Exercise tasks:
1 – Translate this sentence from the travel journal into Spanish: "The glacier is so wide and massive and translucent blue it takes your breath away."
2 – Decide whether each statement agrees with the travel journal, answering yes or no and quoting the deciding words: (a) The guided tour of the sheep ranch begins with hot chocolate and pastries. (b) On the glacier day, the bus picked up the writers before any other passengers. (c) The glacier trek finished with scotch whiskey served on glacier ice.

Text segment:

******************************

Back to El Calafate & arrival at El Galpon des Glaciar

Dec 27, 2010
TdF Natl Park Sign
TdF Natl Park Sign (Cynthia Gillett)
A much shorter bus ride back to El Calafate on this sunny morning, arriving to be greeted by a taxi driver who drove us through El Calafate and another 15 minutes to El Galpon ranch where we were greeted at 2 in the afternoon like we were long lost friends, offered wine and lunch, and oriented to the beautiful layout which includes broad vistas of a bird sanctuary, sheep pasture, and Lago Argentina all from the dining room as well as from guest rooms that had channel views. Then they told us about the included excursions in the package deal that Adventure Life books for us: on any evening (we went on our arrival day) you can go on a guided tour of this working sheep ranch that starts with hot chocolate and pastries followed by a history of the ranch, a herding demonstration (using dogs and horses), a horseback ring race (everyone can try!), a narrated nature/botanical tour of the grounds, then a sheep shearing demonstration, a sit down dinner with an amazing variety of salads, fruits, vegetables, breads, and lamb served five ways (tenderloin, ribs, sausages), followed by a folkloric dance show. All included! A truly wonderful and relaxing way to spend the evening - especially during Argentina's summer when it stayed light out until after 10 pm.

Perito Moreno Glacier & dinner at El Galpon

Dec 28, 2010
Whalebone Gateway
Whalebone Gateway (Cynthia Gillett)
A comfortable bus picked us up (already full of people who had to be picked up much earlier than us because their lodgings were closer into town) and off we went to Argentina's Glacier National Park and the wonderfully laid out network of boardwalks with views of the amazing Perito Moreno Glacier. The viewing area is set right at the point where the glacier almost touches land between too huge run off lakes (one of which is Lake Argentina). Because of this you hear regularly the sound of cannons going off after which you quickly look for the calving of massive pieces of ice falling from the glacier into the water. The glacier is so wide and massive and translucent blue it takes your breath away. A small gift shop, cafe, and grocery store are fun to visit as well. After feasting on this spectacular site for an hour or more, we took the bus down to the boats where we got to go very close to the glacier followed by disembarking to the side, hiking with our guide closer, putting on crampons, and trekking up the side of the glacier. A once in a lifetime experience. And, at the end, a special treat - scotch whiskey on glacier ice! Today's adventure ended with our included dinner at El Galpon that was excellent in every way. Mushroom crepes for our vegetarian, wonderful free range chicken and delicately roasted potatoes, and spectacular bouillabaisse.

******************************

Extracted data:

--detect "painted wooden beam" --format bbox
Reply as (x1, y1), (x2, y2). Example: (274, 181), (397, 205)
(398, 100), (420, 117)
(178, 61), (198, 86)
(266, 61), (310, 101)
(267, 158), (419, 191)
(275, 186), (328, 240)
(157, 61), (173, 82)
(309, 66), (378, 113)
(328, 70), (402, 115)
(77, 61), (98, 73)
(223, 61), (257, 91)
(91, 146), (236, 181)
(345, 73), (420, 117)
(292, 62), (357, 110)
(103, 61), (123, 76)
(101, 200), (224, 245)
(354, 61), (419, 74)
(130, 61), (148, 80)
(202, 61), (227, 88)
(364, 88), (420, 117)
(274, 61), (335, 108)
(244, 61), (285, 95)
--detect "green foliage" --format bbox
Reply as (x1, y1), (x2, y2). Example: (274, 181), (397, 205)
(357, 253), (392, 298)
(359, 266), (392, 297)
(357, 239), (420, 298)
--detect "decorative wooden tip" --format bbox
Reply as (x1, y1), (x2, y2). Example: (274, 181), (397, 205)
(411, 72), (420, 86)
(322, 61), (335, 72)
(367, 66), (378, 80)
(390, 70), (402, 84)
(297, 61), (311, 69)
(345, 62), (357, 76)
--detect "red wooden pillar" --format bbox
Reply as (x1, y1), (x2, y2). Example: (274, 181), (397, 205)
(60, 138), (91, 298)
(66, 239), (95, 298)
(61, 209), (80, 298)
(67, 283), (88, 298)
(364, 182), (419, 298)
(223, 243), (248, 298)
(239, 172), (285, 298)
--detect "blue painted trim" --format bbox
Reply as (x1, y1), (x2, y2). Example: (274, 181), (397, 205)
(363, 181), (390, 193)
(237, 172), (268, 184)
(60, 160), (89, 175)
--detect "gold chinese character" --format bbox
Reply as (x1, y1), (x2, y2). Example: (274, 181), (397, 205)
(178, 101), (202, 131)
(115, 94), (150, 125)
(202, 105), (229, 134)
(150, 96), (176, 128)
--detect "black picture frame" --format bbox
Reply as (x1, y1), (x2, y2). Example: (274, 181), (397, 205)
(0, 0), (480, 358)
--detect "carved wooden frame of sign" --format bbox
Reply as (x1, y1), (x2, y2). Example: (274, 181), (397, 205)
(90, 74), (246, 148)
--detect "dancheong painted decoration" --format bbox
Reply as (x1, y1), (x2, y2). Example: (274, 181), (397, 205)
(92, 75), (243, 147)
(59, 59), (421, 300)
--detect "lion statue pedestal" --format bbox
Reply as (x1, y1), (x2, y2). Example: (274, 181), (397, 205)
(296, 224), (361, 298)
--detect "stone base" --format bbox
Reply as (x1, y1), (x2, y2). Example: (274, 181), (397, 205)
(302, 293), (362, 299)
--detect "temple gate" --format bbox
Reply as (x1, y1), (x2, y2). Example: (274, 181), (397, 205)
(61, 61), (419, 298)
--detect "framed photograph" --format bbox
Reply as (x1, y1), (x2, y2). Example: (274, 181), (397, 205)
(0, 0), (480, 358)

******************************

List of solutions:
1 – El glaciar es tan ancho, tan inmenso y de un azul tan translúcido que te deja sin aliento.

2 –
(a) Yes: "starts with hot chocolate and pastries"
(b) No: "already full of people who had to be picked up much earlier than us"
(c) Yes: "at the end, a special treat - scotch whiskey on glacier ice!"